Instruction — Can you convert the stretch of the listing below, from the line containing "Return one point for each instance of the white upper" through the end of the listing, into a numbered list with both ends included and blank lines left out?

Information shown —
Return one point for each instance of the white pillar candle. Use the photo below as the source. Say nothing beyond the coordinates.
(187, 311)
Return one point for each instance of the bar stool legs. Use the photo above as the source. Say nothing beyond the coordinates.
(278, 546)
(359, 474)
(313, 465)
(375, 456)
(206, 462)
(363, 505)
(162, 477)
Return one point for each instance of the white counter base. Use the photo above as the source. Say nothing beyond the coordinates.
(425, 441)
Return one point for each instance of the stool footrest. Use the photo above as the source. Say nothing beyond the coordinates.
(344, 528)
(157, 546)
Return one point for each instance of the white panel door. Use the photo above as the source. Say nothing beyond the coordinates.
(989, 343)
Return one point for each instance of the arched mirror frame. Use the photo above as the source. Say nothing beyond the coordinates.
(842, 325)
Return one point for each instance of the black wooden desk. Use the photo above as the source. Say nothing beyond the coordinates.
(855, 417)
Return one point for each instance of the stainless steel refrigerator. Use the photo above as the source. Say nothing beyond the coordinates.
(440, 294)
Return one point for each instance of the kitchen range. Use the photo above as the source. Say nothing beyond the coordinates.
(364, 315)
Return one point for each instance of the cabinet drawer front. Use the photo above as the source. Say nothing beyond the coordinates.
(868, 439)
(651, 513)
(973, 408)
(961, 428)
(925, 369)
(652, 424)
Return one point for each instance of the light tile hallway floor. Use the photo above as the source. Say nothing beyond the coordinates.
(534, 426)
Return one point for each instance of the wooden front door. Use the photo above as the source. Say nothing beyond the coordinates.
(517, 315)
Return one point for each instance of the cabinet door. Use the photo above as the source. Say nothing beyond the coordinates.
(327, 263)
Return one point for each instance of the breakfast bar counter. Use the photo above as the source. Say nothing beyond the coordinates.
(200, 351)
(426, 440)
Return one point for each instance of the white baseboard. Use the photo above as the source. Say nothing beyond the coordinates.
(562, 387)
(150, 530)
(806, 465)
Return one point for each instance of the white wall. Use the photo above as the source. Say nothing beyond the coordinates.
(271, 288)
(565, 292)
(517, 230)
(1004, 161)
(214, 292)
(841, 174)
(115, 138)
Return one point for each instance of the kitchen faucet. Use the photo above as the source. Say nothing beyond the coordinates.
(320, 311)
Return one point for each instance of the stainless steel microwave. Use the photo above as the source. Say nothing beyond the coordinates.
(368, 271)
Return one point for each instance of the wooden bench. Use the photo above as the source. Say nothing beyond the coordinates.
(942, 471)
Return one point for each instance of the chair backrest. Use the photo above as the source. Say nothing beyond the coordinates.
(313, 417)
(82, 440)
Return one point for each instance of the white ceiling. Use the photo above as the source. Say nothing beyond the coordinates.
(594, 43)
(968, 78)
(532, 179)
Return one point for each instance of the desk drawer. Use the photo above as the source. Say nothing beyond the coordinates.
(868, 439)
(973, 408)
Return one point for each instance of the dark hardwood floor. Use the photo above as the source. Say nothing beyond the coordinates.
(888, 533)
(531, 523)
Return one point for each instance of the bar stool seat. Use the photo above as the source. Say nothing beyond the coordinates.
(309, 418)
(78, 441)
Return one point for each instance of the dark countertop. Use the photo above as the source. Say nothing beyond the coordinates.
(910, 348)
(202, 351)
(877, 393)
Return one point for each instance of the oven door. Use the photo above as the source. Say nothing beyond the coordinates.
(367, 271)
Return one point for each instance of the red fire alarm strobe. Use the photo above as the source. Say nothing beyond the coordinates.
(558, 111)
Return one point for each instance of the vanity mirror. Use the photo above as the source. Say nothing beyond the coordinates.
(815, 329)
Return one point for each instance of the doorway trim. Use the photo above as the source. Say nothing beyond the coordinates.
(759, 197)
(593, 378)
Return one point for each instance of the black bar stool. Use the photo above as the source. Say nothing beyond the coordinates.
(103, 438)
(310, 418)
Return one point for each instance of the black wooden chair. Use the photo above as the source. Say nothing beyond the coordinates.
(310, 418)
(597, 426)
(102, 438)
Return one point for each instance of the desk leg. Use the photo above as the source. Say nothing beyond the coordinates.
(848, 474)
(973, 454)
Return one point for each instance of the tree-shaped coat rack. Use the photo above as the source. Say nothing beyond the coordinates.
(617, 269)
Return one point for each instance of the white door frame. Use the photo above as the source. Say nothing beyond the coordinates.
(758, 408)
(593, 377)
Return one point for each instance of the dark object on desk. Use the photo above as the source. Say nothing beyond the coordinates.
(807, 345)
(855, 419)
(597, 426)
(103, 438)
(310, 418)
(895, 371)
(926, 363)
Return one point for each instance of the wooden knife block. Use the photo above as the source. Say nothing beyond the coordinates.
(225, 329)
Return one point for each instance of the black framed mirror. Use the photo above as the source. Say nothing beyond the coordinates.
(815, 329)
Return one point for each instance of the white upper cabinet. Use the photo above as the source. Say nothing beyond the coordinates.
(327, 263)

Written response —
1. Return one point for each instance of the white upper cabinet. Use the photo above as the source. Say nothing beyond the coordinates.
2. (327, 263)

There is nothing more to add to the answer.